* [Work to do] Copy out the listing below with every "coordinates" changed to "locations", keeping everything else the same.

--- start ---

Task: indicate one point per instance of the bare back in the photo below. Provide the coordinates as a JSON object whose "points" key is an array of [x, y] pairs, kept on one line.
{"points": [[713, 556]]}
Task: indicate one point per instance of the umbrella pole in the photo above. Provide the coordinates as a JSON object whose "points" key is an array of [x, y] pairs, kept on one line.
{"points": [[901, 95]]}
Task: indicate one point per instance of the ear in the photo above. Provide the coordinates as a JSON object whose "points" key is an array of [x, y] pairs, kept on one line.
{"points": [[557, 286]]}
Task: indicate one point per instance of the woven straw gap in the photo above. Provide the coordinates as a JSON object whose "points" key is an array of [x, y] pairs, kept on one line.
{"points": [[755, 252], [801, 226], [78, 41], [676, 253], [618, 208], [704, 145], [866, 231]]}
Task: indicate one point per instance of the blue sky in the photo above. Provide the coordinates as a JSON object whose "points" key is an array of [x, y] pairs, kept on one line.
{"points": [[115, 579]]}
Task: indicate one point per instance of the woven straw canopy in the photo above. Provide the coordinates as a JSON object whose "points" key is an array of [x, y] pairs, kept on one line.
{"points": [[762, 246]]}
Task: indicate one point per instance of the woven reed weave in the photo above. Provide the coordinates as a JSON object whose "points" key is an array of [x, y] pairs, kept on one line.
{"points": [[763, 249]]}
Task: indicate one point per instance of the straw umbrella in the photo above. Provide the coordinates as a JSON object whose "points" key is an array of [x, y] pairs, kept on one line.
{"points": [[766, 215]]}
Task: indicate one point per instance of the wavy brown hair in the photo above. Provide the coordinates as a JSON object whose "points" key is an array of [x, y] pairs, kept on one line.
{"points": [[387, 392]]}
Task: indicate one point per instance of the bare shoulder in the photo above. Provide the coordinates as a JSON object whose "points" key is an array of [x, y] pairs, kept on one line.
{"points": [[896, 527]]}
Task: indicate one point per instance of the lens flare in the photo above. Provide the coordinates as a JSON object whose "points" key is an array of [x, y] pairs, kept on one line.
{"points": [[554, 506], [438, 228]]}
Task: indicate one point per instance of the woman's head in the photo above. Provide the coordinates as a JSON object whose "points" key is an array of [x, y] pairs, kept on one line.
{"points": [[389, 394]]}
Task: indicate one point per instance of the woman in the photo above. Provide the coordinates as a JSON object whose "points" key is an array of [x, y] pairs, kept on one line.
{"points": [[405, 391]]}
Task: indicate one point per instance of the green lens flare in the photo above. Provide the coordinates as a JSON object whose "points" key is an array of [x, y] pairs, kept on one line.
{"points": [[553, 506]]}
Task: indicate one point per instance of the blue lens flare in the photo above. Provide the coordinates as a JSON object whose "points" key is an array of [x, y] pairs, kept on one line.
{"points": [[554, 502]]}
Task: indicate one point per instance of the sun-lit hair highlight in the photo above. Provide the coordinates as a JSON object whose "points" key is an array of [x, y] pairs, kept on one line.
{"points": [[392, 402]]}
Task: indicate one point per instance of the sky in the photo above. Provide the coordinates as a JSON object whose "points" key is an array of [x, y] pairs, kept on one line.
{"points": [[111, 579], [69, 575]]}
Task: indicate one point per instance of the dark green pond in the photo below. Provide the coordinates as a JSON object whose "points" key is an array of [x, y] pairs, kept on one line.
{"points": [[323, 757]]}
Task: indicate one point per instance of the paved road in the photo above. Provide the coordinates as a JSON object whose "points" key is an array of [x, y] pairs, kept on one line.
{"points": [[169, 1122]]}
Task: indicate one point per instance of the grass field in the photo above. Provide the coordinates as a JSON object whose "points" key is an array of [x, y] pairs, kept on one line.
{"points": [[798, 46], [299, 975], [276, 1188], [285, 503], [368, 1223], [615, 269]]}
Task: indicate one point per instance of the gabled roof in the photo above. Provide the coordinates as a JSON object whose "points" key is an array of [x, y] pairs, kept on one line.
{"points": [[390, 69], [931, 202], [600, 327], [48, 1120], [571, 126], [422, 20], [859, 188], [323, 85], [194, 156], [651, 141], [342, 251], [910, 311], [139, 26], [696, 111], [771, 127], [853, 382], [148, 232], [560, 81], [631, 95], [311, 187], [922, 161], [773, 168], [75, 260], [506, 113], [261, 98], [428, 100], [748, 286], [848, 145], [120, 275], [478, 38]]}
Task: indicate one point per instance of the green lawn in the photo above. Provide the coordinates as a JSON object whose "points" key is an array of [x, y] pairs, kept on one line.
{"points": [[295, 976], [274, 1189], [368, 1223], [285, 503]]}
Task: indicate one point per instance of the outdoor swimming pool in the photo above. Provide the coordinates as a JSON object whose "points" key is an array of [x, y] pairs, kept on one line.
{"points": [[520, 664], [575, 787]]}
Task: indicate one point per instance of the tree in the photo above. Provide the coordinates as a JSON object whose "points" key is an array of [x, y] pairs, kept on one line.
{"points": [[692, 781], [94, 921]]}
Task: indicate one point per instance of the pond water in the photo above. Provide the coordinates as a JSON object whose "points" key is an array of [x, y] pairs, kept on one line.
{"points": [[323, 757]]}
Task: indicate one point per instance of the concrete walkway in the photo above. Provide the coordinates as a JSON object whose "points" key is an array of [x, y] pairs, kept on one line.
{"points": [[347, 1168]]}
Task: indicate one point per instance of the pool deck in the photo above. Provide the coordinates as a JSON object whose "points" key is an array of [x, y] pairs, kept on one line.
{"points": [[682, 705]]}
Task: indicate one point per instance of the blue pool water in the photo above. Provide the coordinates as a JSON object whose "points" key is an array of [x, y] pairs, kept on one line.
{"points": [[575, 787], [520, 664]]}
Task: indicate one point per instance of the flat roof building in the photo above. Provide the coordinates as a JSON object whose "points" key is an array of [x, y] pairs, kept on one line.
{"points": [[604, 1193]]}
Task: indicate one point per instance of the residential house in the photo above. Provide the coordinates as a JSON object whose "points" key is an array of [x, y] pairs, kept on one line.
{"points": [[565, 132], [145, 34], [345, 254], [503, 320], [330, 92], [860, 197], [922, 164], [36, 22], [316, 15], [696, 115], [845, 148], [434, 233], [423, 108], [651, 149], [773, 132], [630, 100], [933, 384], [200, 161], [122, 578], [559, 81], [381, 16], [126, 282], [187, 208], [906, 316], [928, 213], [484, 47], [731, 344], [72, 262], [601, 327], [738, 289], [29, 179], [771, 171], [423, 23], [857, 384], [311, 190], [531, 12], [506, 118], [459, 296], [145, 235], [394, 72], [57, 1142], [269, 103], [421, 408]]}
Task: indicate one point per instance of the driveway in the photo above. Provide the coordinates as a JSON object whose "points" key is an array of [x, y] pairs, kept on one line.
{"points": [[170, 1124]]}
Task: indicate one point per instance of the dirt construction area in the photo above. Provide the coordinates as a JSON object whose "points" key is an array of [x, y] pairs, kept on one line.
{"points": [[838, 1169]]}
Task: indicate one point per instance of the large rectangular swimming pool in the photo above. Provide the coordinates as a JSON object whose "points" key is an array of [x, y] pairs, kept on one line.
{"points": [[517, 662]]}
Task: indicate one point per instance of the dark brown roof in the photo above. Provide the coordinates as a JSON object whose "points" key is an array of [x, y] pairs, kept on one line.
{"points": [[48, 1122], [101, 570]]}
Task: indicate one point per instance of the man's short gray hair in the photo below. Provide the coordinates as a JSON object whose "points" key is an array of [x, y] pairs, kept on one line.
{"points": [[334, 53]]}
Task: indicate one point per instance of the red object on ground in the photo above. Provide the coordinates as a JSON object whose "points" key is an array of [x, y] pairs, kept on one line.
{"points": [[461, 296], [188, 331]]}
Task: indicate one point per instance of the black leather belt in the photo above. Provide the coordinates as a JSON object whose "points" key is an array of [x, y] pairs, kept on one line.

--- end ---

* [Output of the task]
Task: indicate one point per instance of the bare back in the photo below. Provide the locations as a JSON object whose "points" key is an array of [x, y] pairs, kept on one line.
{"points": [[713, 556]]}
Task: indicate one point per instance of the umbrella pole in the photo above. Provide the locations as a JSON object whose "points" key is an array of [x, y] pairs, kept on one line.
{"points": [[901, 95]]}
Task: indicate one point per instance of the ear in the photo above. Provide the locations as a JSON object whose "points" key is an array of [x, y] pairs, kept on one line.
{"points": [[557, 286]]}
Task: indicate one point per instance of the woven straw gap in the photo above. Provide the locations as a JSON object whose "points" key is an array of [x, y] pairs, kept on one line.
{"points": [[755, 252], [801, 226], [78, 41], [676, 253], [618, 208], [704, 145], [866, 231]]}
Task: indicate one point per instance of the blue sky in the photo above. Provide the locations as a JSON object whose "points" key is an array of [x, y] pairs, kept on one line.
{"points": [[115, 579]]}
Task: indicate one point per instance of the woven straw canopy in the photo above. Provide the locations as a JSON object whose "points" key is an array of [x, y] pairs, kept on one line.
{"points": [[762, 246]]}
Task: indicate one point per instance of the woven reed weave in the photo above. Provide the locations as a JSON object whose "points" key is an array of [x, y] pairs, kept on one line.
{"points": [[763, 249]]}
Task: indicate one point per instance of the straw umbrella in the photo above. Provide the locations as a JSON object whose "points" key is an array of [x, y] pairs, kept on one line.
{"points": [[766, 215]]}
Task: indicate one point per instance of the wavy brown hair in the photo above. Provide the locations as a JSON object whose "points" key is an array of [x, y] pairs, kept on one line.
{"points": [[387, 392]]}
Task: indicate one point per instance of the bare shoulder in the photo above. Provide the locations as a JSON object whose "points" key is an array of [x, y] pairs, kept on one line.
{"points": [[896, 527]]}
Task: indicate one point per instance of the lens flare in the photo above. Provide the locations as a JSON object whose "points" key is an array of [x, y] pairs, kept on one line.
{"points": [[554, 506], [438, 228]]}
Task: indicate one point per instance of the woman's head in the photo above. Provide the locations as a JSON object whose "points" key is an array of [x, y] pairs, kept on one line.
{"points": [[389, 394]]}
Task: indicate one point per instance of the woman in the photo above. Provide the locations as a JSON object whose "points" key is an array of [x, y] pairs, kept on one line.
{"points": [[405, 391]]}
Task: indicate one point per instance of the green lens flare in the photo above. Provide the locations as a JSON object whose "points" key is an array of [x, y] pairs, kept on one line.
{"points": [[553, 506]]}
Task: indicate one point per instance of the blue lens flare in the photo above. Provide the locations as a JSON object whose "points" key is an array of [x, y] pairs, kept on one line.
{"points": [[554, 502]]}
Task: indicate one point per instance of the sun-lit hair highlight in the photo above. Provide the locations as a JSON object whose "points" key is an array of [x, y] pairs, kept on one line.
{"points": [[392, 402]]}
Task: indicate one point per instance of the sky in the photo above. Provide the locations as a JSON object whose "points" key is an array of [x, y] pairs, kept on one line.
{"points": [[111, 579], [69, 575]]}
Task: indicate one point per instance of the dark green pond in the photo below. Provide the locations as a JSON object whose "points" key is an array of [x, y] pairs, kept on one line.
{"points": [[323, 757]]}
Task: indicate one point per instance of the paved road in the photo above. Provide the locations as a JSON object whose "points" key is an array of [x, y] pairs, kept on one line.
{"points": [[169, 1122]]}
Task: indicate one point per instance of the grass field in the photo above. Provide the locations as a JSON object whose "points" key is an array of [x, y] pairs, kept on one line.
{"points": [[798, 46], [299, 975], [276, 1188], [285, 503], [368, 1223], [615, 269]]}
Task: indicate one point per instance of the gabled roof in the photo above. Provide the locations as a JSON object whose "points" key is an array of [x, y] pairs, kept on one line.
{"points": [[390, 69], [931, 202], [600, 327], [48, 1120], [571, 126], [422, 20], [859, 188], [323, 85], [194, 156], [651, 141], [342, 251], [910, 311], [139, 26], [696, 111], [771, 127], [853, 382], [148, 232], [560, 81], [631, 95], [311, 187], [922, 161], [773, 168], [75, 260], [506, 113], [261, 98], [428, 100], [748, 286], [848, 145], [120, 275], [478, 38]]}
Task: indicate one point per instance of the green lawn in the photo above. Provide the locations as a JSON object whose "points" key is an array of [x, y] pairs, kept on one line.
{"points": [[295, 976], [274, 1189], [368, 1223], [285, 503]]}
Task: indicate one point per instance of the outdoor swimming pool in the photo above. Provide the locations as a JSON object whose "points" key is an array of [x, y] pairs, kept on one line.
{"points": [[520, 664], [575, 787]]}
Task: indicate one point per instance of the tree in the photo above. Provide the locations as a JSON object whose "points" key is an array of [x, y] pairs, kept on one line.
{"points": [[692, 781], [94, 921]]}
Task: indicate one point per instance of the pond water in the photo above. Provide the locations as a JSON object whose "points" key is an array of [x, y] pairs, kept on one line.
{"points": [[323, 757]]}
Task: indicate one point per instance of the concrete walkway in the photo above. Provide the locations as a JSON object whose "points" key is an array of [x, y] pairs, kept on one line.
{"points": [[347, 1168]]}
Task: indicate one point per instance of the pool deck in the photo above. Provide the locations as a JSON object whose "points" key is an array of [x, y] pairs, kept on one line.
{"points": [[682, 705]]}
Task: indicate one point per instance of the blue pool water in the photo above. Provide the locations as a JSON object whose "points" key is an array of [x, y] pairs, kept on one line.
{"points": [[575, 787], [520, 664]]}
Task: indicate one point per instance of the flat roof building in the photo above. Provide the locations as a JSON object whose "points" key is an array of [x, y] pairs, kept on one line.
{"points": [[604, 1193]]}
Task: indicate one point per instance of the residential house in the photo above. Provide the locations as a JSON object whose "points" key is an array of [x, y] pairs, kept on one line.
{"points": [[565, 132], [145, 34], [345, 254], [503, 320], [330, 92], [860, 197], [922, 164], [36, 22], [316, 15], [696, 115], [845, 148], [434, 233], [423, 108], [651, 149], [773, 132], [630, 100], [933, 384], [200, 161], [122, 578], [559, 81], [381, 16], [126, 282], [187, 208], [906, 316], [928, 213], [484, 47], [731, 344], [72, 262], [601, 327], [738, 289], [29, 179], [771, 171], [423, 23], [857, 384], [311, 190], [531, 12], [506, 118], [459, 296], [145, 235], [394, 72], [57, 1142], [269, 103], [421, 408]]}
Task: indicate one point per instance of the driveway in the photo above. Provide the locations as a JSON object whose "points" key is an array of [x, y] pairs, kept on one line.
{"points": [[170, 1124]]}
Task: indicate one point per instance of the dirt construction area in the photo above. Provide the locations as a JSON object whose "points" key is an array of [x, y] pairs, kept on one line.
{"points": [[838, 1169]]}
Task: indicate one point per instance of the large rectangular swimming pool in the photo above. Provide the locations as a JSON object whose "points" key is an array of [x, y] pairs, kept on one line.
{"points": [[517, 662]]}
Task: indicate one point per instance of the dark brown roof in the photo above. Provide the locations as a JSON object whose "points" key is an array of [x, y] pairs, kept on one line.
{"points": [[48, 1122], [101, 570]]}
Task: indicate one point per instance of the man's short gray hair in the photo below. Provide the locations as a JSON object whose "points" key is an array of [x, y] pairs, kept on one line.
{"points": [[334, 53]]}
Task: indicate one point per instance of the red object on ground in the photo above. Provide the locations as a JSON object whose "points" key is an array of [x, y] pairs, kept on one line.
{"points": [[461, 296], [188, 331]]}
Task: indicate one point per instance of the black leather belt in the photo above. Provide the locations as a JSON object whose "points" key is an array of [x, y] pairs, kept on one line.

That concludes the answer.